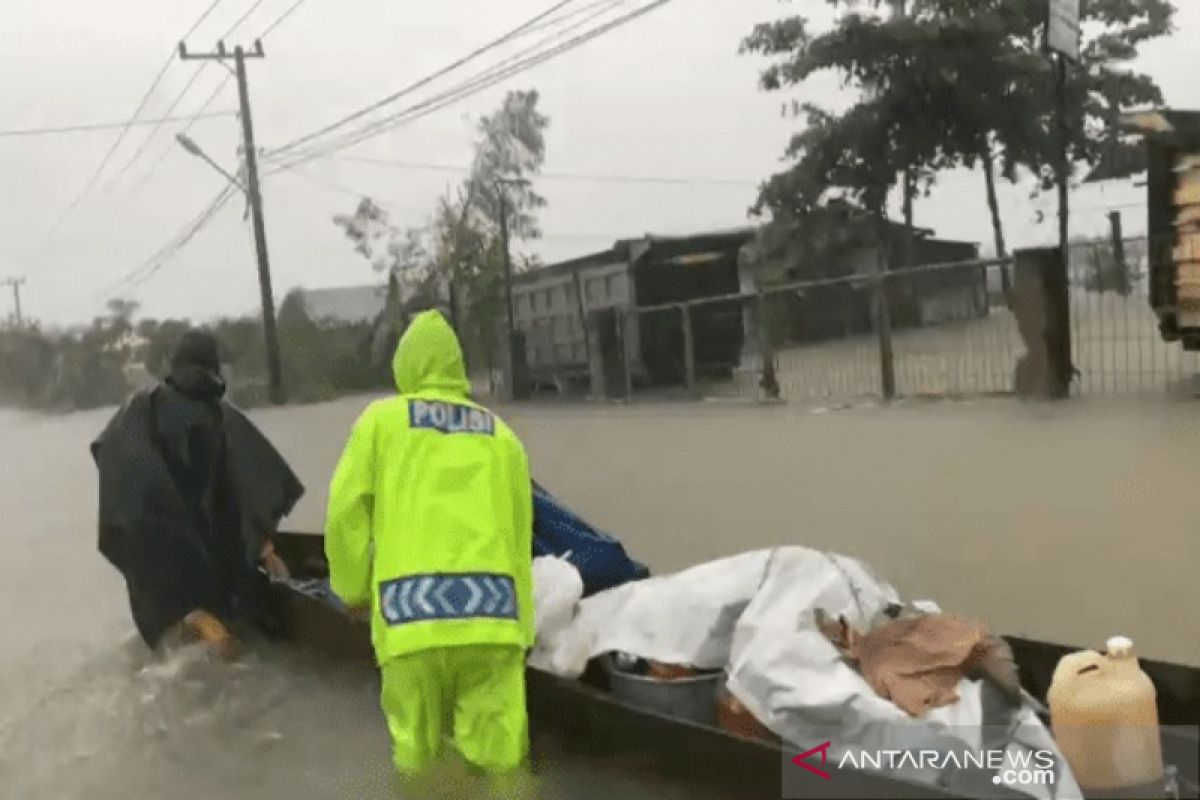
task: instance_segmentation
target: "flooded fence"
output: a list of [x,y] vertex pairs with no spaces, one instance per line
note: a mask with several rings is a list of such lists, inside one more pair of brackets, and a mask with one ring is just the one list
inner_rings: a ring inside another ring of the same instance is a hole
• • • • •
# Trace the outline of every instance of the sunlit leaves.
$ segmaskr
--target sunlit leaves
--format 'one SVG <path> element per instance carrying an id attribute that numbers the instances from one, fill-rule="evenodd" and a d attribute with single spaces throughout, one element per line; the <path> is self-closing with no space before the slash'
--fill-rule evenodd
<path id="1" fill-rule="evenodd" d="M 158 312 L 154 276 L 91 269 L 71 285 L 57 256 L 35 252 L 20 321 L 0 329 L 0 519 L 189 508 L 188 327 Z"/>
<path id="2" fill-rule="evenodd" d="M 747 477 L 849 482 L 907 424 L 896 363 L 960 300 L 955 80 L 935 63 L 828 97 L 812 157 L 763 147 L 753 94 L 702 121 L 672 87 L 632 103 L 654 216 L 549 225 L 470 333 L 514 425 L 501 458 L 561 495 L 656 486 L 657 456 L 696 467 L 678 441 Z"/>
• • • • •
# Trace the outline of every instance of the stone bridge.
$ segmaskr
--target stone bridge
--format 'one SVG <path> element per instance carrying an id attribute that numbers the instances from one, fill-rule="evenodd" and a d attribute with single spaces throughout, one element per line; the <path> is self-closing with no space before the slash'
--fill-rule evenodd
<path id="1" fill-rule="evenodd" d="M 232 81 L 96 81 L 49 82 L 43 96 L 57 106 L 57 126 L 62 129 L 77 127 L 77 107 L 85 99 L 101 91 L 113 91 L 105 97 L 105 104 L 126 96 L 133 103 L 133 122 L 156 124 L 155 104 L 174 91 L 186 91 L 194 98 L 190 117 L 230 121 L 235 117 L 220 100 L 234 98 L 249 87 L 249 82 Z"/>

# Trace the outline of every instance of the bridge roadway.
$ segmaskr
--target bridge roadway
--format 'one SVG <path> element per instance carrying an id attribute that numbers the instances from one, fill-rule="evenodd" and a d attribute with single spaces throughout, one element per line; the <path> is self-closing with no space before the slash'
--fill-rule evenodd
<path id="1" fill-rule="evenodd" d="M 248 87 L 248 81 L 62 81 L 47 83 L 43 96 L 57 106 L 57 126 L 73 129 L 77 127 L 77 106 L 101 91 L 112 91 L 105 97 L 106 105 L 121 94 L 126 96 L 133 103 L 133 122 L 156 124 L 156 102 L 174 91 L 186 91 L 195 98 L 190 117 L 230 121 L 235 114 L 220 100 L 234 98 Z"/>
• • • • •
**What you have to do:**
In the listing above, find every line with the word "bridge" and copy it out.

**Response to this task:**
# Trace the outline of every instance of the stone bridge.
--target stone bridge
# Trace the outline of every instance of the bridge roadway.
--target bridge roadway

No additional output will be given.